Exercise details. According to the text below about the Ife National Museum, in what year did the museum open to the public?

Extract.
The Ife National Museum is a museum located in Osun State, Nigeria. The museum exhibits objects from ancient Ife, some of these objects are made of terracotta or bronze. The museum is administered by the National Commission for Museums and Monuments of Nigeria.

== History ==
The museum is in a circular building of colonial architecture that was built in 1948. The museum was opened to the public in 1954. Some of the museum's artifacts were stolen between April 1993 and November 1994. Among the objects that were stolen from the museum were three terracotta heads, which were recovered in France and returned to Nigeria in 1996. In 1938, a carved portrait heads were found, these were created by the Yoruba people, most of these artifacts were exhibited in the museum, although some were taken out of Nigeria, this caused the Nigerian government to impose a stricter control with respect to the antiquities.

Stored data.
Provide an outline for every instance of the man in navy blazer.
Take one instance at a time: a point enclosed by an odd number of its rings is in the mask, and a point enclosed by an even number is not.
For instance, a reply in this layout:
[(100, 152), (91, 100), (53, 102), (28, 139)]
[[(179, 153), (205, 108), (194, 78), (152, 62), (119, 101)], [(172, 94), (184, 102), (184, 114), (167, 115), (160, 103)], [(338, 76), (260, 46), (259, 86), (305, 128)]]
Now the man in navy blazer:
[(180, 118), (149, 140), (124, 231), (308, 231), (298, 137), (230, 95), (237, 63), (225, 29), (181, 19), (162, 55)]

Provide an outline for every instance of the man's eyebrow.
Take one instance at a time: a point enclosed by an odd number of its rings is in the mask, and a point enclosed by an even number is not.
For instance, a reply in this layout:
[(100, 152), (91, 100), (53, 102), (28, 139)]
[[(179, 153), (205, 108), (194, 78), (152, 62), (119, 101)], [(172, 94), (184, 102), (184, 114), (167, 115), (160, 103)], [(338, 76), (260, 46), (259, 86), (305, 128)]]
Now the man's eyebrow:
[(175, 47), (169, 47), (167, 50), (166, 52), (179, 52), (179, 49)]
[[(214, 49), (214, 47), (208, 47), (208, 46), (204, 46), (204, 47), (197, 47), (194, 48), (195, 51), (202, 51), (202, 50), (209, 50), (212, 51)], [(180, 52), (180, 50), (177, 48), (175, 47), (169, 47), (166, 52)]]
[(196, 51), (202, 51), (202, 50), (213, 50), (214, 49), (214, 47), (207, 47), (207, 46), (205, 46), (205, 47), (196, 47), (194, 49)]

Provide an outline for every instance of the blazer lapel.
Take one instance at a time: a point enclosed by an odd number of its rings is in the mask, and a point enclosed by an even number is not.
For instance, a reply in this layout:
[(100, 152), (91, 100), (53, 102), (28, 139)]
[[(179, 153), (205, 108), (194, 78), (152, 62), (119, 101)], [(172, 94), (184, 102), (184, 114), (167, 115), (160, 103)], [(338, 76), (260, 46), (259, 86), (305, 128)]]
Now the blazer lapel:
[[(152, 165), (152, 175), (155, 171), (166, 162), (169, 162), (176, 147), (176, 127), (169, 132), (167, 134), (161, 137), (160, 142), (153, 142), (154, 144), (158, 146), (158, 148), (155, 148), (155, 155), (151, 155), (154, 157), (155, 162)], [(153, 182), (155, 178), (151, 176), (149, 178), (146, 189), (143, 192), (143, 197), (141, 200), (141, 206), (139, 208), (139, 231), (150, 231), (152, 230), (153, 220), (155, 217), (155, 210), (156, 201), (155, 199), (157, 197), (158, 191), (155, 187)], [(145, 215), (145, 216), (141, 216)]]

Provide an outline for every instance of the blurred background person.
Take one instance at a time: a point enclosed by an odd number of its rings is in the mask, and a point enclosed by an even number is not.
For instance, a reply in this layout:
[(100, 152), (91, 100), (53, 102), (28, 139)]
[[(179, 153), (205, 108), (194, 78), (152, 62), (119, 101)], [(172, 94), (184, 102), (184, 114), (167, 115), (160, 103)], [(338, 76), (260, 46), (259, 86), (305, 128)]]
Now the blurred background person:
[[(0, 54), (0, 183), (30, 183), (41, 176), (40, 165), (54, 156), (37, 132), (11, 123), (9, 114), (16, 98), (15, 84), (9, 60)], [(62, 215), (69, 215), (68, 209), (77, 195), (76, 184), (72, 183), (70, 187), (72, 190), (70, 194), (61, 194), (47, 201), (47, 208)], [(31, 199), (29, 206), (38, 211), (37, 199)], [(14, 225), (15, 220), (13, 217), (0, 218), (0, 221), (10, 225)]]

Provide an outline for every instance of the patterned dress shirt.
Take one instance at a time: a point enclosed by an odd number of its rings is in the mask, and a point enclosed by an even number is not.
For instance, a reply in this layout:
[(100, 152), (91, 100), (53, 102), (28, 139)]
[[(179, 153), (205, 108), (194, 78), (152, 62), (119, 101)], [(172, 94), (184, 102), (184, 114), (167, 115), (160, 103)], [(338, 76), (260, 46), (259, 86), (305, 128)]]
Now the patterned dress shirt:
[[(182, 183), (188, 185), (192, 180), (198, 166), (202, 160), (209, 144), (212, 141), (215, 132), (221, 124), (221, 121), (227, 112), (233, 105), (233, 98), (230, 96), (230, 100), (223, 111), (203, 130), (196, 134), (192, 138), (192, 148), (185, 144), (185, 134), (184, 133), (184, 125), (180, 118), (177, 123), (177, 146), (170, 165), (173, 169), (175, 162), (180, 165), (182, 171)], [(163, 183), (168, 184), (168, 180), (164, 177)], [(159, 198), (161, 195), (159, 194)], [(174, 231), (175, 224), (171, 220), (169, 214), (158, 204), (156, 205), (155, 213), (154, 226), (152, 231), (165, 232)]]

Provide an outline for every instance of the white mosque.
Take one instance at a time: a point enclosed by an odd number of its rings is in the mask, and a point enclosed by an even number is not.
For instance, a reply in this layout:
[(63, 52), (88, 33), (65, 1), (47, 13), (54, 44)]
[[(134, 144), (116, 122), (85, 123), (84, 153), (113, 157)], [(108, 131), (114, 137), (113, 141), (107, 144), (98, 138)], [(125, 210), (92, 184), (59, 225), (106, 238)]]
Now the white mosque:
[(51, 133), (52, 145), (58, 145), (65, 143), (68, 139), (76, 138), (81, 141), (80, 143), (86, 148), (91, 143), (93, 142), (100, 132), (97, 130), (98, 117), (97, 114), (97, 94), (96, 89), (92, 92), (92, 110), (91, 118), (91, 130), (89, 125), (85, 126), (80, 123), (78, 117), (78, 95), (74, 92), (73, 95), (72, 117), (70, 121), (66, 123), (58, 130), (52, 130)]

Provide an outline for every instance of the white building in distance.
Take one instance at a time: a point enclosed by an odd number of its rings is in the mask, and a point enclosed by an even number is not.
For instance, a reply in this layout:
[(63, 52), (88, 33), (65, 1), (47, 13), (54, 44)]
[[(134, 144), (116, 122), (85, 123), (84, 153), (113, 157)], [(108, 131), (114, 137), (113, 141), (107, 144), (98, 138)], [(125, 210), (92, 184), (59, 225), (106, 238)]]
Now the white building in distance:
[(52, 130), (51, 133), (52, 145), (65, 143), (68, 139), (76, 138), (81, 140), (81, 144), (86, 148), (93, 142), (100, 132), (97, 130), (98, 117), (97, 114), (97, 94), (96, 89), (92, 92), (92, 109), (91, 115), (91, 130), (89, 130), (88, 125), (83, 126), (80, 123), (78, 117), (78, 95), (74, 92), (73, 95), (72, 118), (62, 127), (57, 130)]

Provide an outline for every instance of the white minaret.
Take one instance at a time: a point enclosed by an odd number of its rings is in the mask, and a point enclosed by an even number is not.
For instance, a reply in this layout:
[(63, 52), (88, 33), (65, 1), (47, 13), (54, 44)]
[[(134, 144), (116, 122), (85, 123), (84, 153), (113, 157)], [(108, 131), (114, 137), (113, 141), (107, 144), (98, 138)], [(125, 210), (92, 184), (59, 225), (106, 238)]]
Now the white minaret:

Task output. 1954